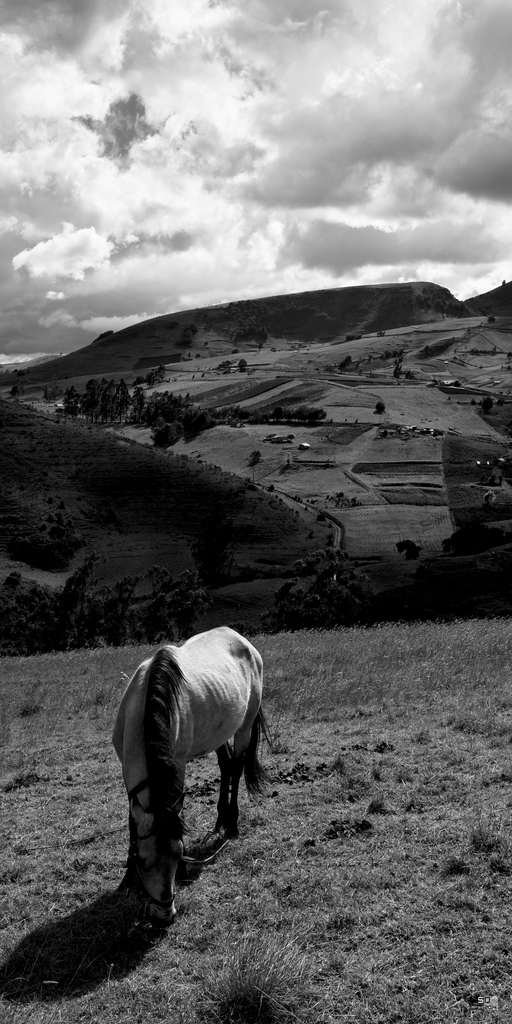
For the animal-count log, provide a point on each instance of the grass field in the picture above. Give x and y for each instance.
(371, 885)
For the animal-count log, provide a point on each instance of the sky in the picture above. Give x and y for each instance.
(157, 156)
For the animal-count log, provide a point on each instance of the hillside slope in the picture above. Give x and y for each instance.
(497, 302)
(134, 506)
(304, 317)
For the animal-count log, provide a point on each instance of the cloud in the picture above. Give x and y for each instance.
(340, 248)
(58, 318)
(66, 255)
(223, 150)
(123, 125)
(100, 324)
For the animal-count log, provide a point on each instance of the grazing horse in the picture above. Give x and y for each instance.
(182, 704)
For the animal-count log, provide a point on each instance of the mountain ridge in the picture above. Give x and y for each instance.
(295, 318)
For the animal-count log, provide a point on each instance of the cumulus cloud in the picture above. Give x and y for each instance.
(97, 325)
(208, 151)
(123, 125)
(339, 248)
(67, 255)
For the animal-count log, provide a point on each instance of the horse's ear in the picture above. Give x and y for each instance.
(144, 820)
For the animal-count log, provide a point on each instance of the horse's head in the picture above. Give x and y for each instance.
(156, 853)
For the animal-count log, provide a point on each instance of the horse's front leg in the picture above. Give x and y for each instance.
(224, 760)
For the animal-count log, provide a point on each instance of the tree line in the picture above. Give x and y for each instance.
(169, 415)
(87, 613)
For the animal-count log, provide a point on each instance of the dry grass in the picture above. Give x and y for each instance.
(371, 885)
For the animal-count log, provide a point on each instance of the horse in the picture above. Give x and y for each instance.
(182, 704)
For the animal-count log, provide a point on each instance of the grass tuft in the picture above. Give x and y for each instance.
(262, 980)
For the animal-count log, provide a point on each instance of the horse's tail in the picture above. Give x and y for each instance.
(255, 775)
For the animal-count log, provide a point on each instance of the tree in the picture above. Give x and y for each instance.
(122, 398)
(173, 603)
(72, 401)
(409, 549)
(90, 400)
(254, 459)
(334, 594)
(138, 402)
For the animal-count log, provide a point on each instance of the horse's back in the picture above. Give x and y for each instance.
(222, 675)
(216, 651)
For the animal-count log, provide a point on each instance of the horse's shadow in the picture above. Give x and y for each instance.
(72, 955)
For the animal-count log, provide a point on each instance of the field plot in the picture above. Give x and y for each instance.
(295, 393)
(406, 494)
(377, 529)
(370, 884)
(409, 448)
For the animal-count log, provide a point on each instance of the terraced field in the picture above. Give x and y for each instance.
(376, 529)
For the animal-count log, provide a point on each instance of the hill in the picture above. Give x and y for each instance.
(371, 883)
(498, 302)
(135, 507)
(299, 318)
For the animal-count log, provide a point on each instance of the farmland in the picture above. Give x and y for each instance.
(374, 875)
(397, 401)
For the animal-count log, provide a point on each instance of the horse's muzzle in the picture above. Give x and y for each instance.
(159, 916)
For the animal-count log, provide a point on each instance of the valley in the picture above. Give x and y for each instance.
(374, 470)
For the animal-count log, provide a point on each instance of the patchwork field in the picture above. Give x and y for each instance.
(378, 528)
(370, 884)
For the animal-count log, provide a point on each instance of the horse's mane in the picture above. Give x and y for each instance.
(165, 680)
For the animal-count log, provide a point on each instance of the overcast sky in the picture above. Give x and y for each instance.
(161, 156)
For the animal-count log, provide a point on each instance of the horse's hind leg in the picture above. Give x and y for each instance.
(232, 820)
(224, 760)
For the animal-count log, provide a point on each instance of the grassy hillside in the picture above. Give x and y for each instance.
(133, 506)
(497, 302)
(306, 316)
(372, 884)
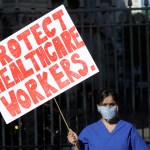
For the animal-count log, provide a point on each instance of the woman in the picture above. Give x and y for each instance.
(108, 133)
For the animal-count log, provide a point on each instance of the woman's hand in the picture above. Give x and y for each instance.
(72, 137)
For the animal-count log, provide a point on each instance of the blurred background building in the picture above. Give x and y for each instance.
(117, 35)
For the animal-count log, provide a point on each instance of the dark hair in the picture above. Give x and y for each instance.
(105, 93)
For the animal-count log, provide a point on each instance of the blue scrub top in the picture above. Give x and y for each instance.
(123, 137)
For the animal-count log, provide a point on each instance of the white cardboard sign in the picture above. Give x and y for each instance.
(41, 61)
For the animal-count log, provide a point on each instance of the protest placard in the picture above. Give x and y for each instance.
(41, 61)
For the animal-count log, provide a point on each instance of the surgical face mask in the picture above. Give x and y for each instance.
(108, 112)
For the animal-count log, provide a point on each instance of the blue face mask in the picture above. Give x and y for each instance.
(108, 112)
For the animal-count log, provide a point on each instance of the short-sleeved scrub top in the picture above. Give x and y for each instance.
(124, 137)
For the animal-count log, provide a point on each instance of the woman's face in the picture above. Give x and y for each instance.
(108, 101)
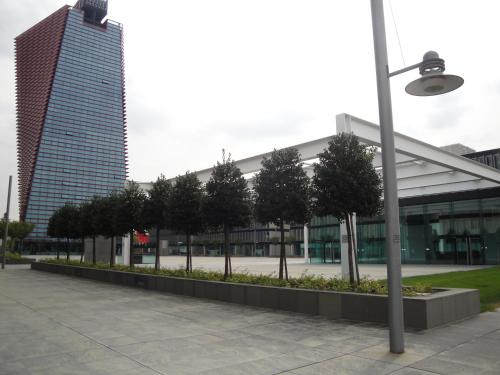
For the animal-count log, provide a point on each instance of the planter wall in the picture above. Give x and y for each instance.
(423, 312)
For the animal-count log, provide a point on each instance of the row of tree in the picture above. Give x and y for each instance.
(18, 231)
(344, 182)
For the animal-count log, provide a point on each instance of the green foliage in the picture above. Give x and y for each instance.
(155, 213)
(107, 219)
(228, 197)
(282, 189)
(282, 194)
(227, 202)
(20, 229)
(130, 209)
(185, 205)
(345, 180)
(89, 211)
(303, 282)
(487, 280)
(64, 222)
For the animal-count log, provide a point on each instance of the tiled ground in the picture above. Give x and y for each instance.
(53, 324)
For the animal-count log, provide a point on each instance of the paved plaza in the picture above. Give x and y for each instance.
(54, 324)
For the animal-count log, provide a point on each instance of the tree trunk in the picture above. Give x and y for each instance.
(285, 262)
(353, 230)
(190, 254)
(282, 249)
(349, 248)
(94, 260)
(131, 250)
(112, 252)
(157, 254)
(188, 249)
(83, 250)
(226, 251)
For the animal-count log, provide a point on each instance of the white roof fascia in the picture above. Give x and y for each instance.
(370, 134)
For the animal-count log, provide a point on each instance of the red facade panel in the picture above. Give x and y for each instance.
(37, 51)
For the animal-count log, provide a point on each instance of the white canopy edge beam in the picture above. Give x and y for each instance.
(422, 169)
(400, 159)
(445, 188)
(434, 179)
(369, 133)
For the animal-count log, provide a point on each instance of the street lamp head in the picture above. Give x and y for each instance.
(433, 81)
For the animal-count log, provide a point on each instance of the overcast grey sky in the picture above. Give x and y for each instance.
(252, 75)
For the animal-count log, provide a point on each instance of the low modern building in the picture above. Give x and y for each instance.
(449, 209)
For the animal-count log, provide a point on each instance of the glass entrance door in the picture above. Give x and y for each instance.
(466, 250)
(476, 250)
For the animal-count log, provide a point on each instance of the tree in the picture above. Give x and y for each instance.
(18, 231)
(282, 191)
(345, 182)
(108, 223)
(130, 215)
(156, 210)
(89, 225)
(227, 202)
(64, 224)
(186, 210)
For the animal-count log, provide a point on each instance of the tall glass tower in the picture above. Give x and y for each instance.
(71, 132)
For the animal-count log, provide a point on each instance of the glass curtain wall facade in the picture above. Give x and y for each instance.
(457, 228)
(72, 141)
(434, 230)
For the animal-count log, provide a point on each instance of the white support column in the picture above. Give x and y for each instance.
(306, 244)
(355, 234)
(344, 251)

> Exercise directions
Exclude the pictures and transcribe all of the entries exactly.

> Solution to this task
For the animal-count log, provide a point on each instance of the grass field in the picture above. Give x and y for each instance.
(371, 885)
For the animal-count log, provide a point on each instance of the sky in the picture above. Give x and y for each instance.
(157, 156)
For the animal-count log, provide a point on each instance of the hillside slope in the picture above. Give x and y for each instance.
(497, 302)
(134, 506)
(304, 317)
For the animal-count log, provide a point on each instance of the cloud in the picture above. Give x and y for each instance.
(340, 248)
(58, 318)
(66, 255)
(223, 150)
(123, 125)
(100, 324)
For the animal-count log, provide a point on each instance of the grazing horse in the picture above. Give x and y for each instance.
(182, 704)
For the animal-count log, provide a point on each instance of the mountain ridge in the picture above. Give x and y for each instance.
(295, 318)
For the animal-count log, provide a point on each instance of the cumulus cloud in the picture above. Give x and y for each instance.
(97, 325)
(208, 151)
(123, 125)
(339, 248)
(67, 255)
For the animal-count log, provide a point on each instance of the horse's ear in the picture above. Give x and y for each instance.
(144, 820)
For the animal-count log, provide a point on each instance of the horse's head in the picture above. Give x and y for each instance.
(156, 853)
For the animal-count log, provide a point on each instance of the horse's front leg in the picture above. Give x and y for each instance.
(224, 760)
For the animal-count log, provide a point on each instance of the tree line in the picture above. Give x and y for each instance.
(169, 415)
(87, 613)
For the animal-count log, provide a point on each instance of the dry grass in the picture above. Give x and y for each instance.
(371, 885)
For the animal-count log, provide a point on each instance of the horse in the picture above. Give x and y for each instance.
(182, 704)
For the animal-count log, provide a point on each instance of the grass tuft in the picture above. Give x and y for each instance.
(262, 980)
For the animal-count log, provide a point on each instance of the horse's tail in the picture above. Give x and y for each instance.
(255, 775)
For the animal-count log, provide a point on each instance of the tree in the picture above. Give x and y for each instance.
(122, 398)
(173, 603)
(72, 401)
(409, 549)
(90, 400)
(254, 459)
(334, 594)
(138, 402)
For the animal-count log, provide a point on each instance of the horse's back in the picture above. Give x and y for each instance.
(222, 675)
(216, 651)
For the animal-count log, provide a point on each instance of the horse's shadow in the picture above. Give x and y for each instance.
(72, 955)
For the animal-count log, provide a point on each instance of the field plot in the picture above. Give x and y for each instance.
(295, 393)
(406, 494)
(377, 529)
(370, 884)
(409, 448)
For the animal-count log, provide a point on each instance of the terraced field in the picture above. Give x and y for each instance.
(376, 529)
For the animal-count log, provide a point on each instance of the hill in the picture above. Give x and y for each instance.
(371, 883)
(498, 302)
(135, 507)
(299, 318)
For the animal-count log, provide a point on each instance of the farmland in the picture above. Give x and y for each instance.
(374, 875)
(397, 401)
For the animal-count log, provide a point on each instance of the horse's muzzle in the picture above. Give x and y for each instance.
(159, 916)
For the animal-count log, provide a point on each instance of the valley in the picture above. Give x and y for each instance.
(374, 470)
For the animal-count log, provide a point on each instance of the patchwork field in the picture above. Give x and y for each instance.
(378, 528)
(370, 884)
For the animal-count log, provide a point on each instance of the horse's mane in the picture above. Give x and y for each instance.
(165, 680)
For the animal-count log, provide a point on each instance of the overcast sky in the picture above. Give x and y for each instance.
(161, 156)
For the animal-count log, provide a point on each instance of the horse's hind leg in the picture above. Give x and y for each instance.
(232, 820)
(224, 760)
For the animal-count log, provide a point on each instance of the grassy hillside in the picture above. Give x and y for each instance.
(133, 506)
(497, 302)
(306, 316)
(372, 884)
For the animal-count log, provide a point on each instance of the woman in the picture above. Give x and y for each instance.
(108, 133)
For the animal-count log, provide a point on each instance of the woman's hand in the picture above. Give x and y for each instance.
(72, 137)
For the animal-count log, provide a point on each instance of the blurred background building in the picture above. Give x and y for each instance.
(117, 35)
For the animal-count log, provide a point on each instance of the dark hair in the picture above. Give x and y for each instance.
(105, 93)
For the animal-count log, provide a point on each instance of the blue scrub top in the picture above. Give x and y for each instance.
(123, 137)
For the animal-count log, provide a point on each instance of the white cardboard sign in the picture above. Give x and y for each instance.
(41, 61)
For the animal-count log, provide a point on each instance of the protest placard in the picture above. Give x and y for each instance.
(41, 61)
For the animal-count log, provide a point on each instance of the surgical face mask in the picture above. Give x and y for each instance.
(108, 112)
For the animal-count log, provide a point on each instance of the blue face mask in the picture above. Give x and y for each instance.
(108, 112)
For the animal-count log, provide a point on each instance of the short-sleeved scrub top in the picture above. Give x and y for each instance.
(124, 137)
For the animal-count log, provide a point on each instance of the woman's face in the picture above. Give x and y for each instance.
(108, 101)
For the animal-count log, provide a point on each instance of the planter wall in the picture above. Give x and y for each instance.
(423, 312)
For the animal-count log, provide a point on each instance of the row of tree in the picture above. Give x and y for each instance.
(18, 231)
(344, 182)
For the animal-count log, provide a point on each instance of the green foliage in the picture above. Give x and y for each instance.
(155, 213)
(107, 219)
(228, 197)
(282, 189)
(282, 194)
(227, 202)
(20, 229)
(130, 209)
(185, 205)
(345, 180)
(89, 211)
(303, 282)
(487, 280)
(64, 222)
For the animal-count log, provide a point on each instance of the tiled ground in the picture above. Give x and y for each instance.
(53, 324)
For the animal-count log, provide a point on each instance of the paved plaza in the picture above. Give x and y for each instance.
(54, 324)
For the animal-count log, provide a point on each instance of the tree trunk in the picture above. Give x and y for each instance.
(285, 262)
(353, 230)
(190, 254)
(282, 249)
(349, 248)
(94, 260)
(131, 250)
(112, 252)
(157, 254)
(188, 249)
(83, 250)
(226, 251)
For the animal-count log, provide a point on each instance of the white roof fascia in the picture above. Give x and y for each instance.
(370, 134)
For the animal-count log, provide a point on each instance of the red facade panel in the picture above. Give x and y for each instance.
(37, 51)
For the animal-count log, provide a point on each instance of the white canopy edge beam in the picture above. Give x and y for each instance.
(422, 169)
(400, 159)
(445, 188)
(434, 179)
(369, 133)
For the animal-count log, provide a point on each instance of the street lamp head in the picture above. Give x and y for each instance.
(433, 81)
For the animal-count log, provide a point on each instance of the overcast grey sky in the picture above. Give x and y for each instance.
(252, 75)
For the animal-count log, provide a point on each instance of the low modern building in the picture above. Give x and y for each instance.
(449, 209)
For the animal-count log, provide a point on each instance of the glass entrance door in the picture above. Give x and y for each instance.
(466, 250)
(476, 250)
For the animal-count log, provide a point on each instance of the tree in the picture above. Give x and y for each instance.
(18, 231)
(282, 191)
(345, 182)
(108, 223)
(130, 215)
(156, 210)
(89, 225)
(227, 202)
(64, 224)
(186, 210)
For the animal-count log, provide a point on each instance of the tall glass tower in the picture above. Give x and y for each instance.
(71, 132)
For the animal-count log, provide a point on each instance of the glass curtain wall facade in the picture above. Give x and y for each instance.
(457, 228)
(72, 141)
(434, 230)
For the animal-count log, provide a point on each instance of the white support column in the picture above. Give x and y for each instance.
(306, 244)
(355, 234)
(344, 251)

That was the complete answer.